Task goal
Copy the stretch of the records below from the line containing "task | indicate the palm" through the last line of the records, reproducing every line unchanged.
## start Supplied data
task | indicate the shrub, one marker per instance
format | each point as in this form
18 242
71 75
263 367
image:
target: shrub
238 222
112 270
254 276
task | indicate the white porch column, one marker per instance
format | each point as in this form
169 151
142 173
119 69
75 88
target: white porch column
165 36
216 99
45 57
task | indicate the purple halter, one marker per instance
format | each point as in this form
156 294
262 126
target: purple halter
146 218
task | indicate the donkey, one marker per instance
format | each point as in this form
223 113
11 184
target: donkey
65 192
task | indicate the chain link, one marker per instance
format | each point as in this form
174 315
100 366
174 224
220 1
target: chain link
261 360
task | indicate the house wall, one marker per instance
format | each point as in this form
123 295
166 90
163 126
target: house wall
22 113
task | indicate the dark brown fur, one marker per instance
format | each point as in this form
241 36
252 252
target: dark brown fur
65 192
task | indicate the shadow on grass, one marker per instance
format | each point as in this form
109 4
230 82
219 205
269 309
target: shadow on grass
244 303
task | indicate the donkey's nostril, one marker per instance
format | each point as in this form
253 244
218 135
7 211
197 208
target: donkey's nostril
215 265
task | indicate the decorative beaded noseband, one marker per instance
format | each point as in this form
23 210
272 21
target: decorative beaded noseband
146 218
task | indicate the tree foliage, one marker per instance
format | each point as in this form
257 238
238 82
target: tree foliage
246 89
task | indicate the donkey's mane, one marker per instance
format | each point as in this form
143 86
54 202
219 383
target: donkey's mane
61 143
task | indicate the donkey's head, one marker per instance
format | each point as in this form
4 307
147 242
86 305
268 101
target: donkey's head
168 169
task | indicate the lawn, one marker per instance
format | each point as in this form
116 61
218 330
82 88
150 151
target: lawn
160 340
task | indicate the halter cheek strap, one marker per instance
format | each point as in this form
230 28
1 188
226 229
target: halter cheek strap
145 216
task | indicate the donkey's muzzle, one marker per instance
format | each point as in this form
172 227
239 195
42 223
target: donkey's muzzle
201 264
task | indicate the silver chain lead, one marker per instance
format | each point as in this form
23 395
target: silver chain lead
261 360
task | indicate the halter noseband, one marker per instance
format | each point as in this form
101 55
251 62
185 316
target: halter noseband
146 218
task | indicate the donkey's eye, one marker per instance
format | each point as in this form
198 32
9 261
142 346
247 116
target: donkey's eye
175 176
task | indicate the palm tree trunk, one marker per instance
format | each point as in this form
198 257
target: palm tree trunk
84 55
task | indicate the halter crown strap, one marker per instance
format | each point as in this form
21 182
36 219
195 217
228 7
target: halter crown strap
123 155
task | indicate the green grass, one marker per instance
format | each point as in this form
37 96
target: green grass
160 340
## end Supplied data
Task answer
task | indicate the palm tree trunk, one marker per instance
format | each point as in this form
198 257
target: palm tree trunk
84 55
task | indicate the halter crown strap, one marker per instance
format | each point as in this form
21 182
36 219
195 217
228 7
target: halter crown strap
123 155
task | indicate the green grass, one marker per instance
format | each point as in this form
37 96
target: green grass
160 340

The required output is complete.